▶ **TASK BRIEF**: Reproduce the material below without changes, starting with the line that contains "Would you please tag the qantas" and continuing through the last line of the material.

▶ **MATERIAL FOR THIS EXERCISE**:
Start
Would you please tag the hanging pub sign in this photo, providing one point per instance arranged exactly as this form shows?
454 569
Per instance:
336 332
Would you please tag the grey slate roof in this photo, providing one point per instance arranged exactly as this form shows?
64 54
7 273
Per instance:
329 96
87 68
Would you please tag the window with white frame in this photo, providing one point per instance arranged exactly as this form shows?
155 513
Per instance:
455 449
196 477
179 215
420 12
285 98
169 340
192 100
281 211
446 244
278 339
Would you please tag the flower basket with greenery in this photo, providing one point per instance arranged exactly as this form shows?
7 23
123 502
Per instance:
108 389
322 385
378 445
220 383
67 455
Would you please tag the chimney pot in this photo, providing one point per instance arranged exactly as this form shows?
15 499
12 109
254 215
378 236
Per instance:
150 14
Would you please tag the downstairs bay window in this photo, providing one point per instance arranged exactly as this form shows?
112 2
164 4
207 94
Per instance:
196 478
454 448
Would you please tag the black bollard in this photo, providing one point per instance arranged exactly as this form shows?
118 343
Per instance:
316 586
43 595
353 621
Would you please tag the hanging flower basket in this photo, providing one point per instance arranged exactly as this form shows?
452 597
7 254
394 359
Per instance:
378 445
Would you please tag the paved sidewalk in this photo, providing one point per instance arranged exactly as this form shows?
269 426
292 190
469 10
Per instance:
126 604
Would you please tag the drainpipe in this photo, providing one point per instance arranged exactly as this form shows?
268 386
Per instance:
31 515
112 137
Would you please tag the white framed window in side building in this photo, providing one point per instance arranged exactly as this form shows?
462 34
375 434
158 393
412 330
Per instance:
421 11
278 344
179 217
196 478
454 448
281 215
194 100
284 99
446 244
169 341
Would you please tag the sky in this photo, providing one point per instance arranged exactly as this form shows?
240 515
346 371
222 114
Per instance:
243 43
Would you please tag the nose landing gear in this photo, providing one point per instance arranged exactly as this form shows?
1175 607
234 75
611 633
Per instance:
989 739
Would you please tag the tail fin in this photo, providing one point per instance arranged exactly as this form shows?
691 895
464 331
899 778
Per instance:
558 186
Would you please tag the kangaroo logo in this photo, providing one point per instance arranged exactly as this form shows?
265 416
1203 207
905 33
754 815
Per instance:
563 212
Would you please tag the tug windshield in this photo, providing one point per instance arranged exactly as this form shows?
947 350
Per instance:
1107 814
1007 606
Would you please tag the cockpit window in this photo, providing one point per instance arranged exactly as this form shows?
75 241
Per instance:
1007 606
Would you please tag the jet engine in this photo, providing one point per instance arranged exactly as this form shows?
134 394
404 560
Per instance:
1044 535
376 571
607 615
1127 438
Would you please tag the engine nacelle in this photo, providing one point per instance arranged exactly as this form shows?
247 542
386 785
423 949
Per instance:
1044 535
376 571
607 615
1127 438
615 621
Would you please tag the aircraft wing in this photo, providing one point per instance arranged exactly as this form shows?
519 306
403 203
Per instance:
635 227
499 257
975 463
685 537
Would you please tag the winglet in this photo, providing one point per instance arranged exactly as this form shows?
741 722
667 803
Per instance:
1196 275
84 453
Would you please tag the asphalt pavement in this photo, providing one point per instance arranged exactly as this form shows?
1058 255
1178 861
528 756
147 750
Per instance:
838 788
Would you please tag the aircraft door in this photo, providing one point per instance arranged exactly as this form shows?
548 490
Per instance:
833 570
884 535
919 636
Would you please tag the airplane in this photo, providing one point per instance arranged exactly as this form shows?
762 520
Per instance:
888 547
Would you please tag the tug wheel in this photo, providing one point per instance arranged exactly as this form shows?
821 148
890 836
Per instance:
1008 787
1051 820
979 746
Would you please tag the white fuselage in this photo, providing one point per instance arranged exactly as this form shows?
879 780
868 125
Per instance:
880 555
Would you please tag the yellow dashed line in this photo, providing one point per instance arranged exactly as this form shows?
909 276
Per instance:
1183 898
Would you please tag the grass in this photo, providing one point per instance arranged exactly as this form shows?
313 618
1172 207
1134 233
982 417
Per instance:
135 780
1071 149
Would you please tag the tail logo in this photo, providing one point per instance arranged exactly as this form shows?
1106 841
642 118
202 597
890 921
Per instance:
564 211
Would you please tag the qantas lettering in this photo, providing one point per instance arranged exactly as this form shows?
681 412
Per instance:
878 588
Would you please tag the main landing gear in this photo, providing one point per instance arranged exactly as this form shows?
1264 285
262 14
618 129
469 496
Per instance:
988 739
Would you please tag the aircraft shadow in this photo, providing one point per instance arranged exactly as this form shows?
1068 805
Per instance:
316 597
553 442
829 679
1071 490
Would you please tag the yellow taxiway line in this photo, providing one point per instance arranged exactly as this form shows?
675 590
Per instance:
End
▶ **TASK ANSWER**:
Would you please tag the qantas lettering in this photo, providing one point per instance arranged exactly as this form shows?
681 412
Per instance:
878 588
Would you please tag the main landing gear in this photo, providing one point per instance arranged exactly as this form shows?
1264 285
262 14
618 129
469 496
Per instance:
988 739
Would you please tag the aircraft shadow in this photo, providing one point per instance arranged exactly as this form shows?
1068 805
Per instance:
316 597
553 442
829 679
1071 490
Would you please tag the yellow taxiway line in this photo, providing one point per instance arranged exactly as this form shows?
675 590
Per instance:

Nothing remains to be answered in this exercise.